BEGIN Extract to read
February 2, 2007
Press Statement
The
Polit Bureau of the Communist Party of India (Marxist) has issued the following
statement:
Novartis
Case : Assault on the Patents Act
The CPI(M) calls upon the Central
government to vigorously defend the
Indian Patents Act in the Indian court against
the assault by Novartis, a Swiss pharmaceutical multinational company, in the
Gleevec case.
The CPI(M) and Left
parties in Parliament were able to introduce a number of safeguards in the
Amended Patents Act that India was forced to adopt in 2005 in order to make the
Act TRIPS compliant. At the instance of the Left parties, important public
health safeguards were introduced that are now clearly emerging as targets of
attacks by the pharmaceutical MNCs. The recent Novartis challenge in Chennai
High Court of one such section of the Amended Patents Act in the Gleevec case is
a precursor to more challenges that are likely to be filed as the Indian Patents
Office rejects a number of similar patent applications.
END Extract to read
BEGIN Data
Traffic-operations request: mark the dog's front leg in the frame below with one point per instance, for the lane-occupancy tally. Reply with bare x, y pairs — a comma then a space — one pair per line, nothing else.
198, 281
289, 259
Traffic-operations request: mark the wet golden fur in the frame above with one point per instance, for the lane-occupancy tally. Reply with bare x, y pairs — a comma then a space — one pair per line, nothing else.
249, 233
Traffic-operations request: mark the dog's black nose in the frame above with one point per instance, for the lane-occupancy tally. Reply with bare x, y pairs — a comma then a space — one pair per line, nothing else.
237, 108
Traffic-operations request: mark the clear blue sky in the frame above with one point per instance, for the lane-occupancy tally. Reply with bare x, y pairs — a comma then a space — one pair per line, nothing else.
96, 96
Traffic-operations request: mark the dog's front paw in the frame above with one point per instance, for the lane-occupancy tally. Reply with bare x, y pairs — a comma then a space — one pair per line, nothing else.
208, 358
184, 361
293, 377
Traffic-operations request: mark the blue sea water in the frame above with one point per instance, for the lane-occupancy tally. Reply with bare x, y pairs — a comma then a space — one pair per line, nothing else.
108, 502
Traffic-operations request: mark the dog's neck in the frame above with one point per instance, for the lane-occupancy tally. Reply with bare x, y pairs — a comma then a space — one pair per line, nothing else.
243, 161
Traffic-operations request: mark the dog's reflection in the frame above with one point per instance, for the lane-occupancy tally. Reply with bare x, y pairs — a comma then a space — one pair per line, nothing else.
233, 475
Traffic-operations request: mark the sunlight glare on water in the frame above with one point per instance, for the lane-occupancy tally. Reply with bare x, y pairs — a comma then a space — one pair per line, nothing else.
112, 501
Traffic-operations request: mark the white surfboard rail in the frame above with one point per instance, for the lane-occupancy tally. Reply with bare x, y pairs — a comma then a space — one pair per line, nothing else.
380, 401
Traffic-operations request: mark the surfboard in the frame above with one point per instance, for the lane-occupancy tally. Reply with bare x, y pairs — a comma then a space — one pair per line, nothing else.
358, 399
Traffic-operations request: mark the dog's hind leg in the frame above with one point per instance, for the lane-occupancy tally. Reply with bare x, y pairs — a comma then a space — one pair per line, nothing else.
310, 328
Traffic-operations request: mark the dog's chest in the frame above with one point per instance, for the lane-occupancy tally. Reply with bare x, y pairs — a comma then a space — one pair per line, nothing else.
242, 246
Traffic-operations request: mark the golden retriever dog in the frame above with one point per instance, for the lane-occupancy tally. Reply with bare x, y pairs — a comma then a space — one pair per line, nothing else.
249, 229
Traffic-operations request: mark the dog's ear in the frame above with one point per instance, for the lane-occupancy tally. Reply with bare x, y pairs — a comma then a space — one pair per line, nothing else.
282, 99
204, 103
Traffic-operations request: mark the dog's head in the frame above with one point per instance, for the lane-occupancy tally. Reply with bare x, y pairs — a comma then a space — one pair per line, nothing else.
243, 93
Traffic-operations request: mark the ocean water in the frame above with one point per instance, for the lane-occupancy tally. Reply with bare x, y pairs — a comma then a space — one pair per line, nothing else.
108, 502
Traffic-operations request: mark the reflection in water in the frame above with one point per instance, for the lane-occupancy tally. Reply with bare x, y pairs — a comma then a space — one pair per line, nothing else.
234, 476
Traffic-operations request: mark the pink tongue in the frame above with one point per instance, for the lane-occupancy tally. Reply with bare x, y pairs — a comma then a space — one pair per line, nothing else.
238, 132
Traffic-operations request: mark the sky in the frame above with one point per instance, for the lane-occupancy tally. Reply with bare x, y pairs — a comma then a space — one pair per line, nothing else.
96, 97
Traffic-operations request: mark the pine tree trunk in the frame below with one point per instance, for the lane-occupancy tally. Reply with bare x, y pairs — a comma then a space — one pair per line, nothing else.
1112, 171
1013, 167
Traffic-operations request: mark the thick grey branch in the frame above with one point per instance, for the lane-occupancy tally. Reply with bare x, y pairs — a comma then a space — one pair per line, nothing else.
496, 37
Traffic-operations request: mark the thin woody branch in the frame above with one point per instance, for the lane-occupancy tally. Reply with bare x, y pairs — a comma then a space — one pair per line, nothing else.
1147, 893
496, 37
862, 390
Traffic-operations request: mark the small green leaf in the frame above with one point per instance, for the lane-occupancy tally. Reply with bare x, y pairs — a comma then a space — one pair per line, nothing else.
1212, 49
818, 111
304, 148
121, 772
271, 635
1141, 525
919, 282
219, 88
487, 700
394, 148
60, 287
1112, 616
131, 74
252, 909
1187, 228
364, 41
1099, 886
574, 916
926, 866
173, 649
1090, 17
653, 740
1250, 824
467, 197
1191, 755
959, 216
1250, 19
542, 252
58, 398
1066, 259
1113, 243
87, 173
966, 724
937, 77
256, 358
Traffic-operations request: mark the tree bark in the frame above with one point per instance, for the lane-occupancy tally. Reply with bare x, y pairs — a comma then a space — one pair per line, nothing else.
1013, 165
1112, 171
END Data
Actions to take:
[A] Translate this sentence from the press statement on the Novartis case into Spanish: "The CPI(M) calls upon the Central government to vigorously defend the Indian Patents Act in the Indian court against the assault by Novartis, a Swiss pharmaceutical multinational company, in the Gleevec case."
[B] Copy out the press statement on the Novartis case from "The CPI(M) and" up to and including "similar patent applications.".

Solutions by task:
[A] El CPI(M) insta al gobierno central a defender enérgicamente la Ley de Patentes de la India ante el tribunal indio contra el ataque de Novartis, una empresa farmacéutica multinacional suiza, en el caso Gleevec.

[B]
The CPI(M) and Left
parties in Parliament were able to introduce a number of safeguards in the
Amended Patents Act that India was forced to adopt in 2005 in order to make the
Act TRIPS compliant. At the instance of the Left parties, important public
health safeguards were introduced that are now clearly emerging as targets of
attacks by the pharmaceutical MNCs. The recent Novartis challenge in Chennai
High Court of one such section of the Amended Patents Act in the Gleevec case is
a precursor to more challenges that are likely to be filed as the Indian Patents
Office rejects a number of similar patent applications.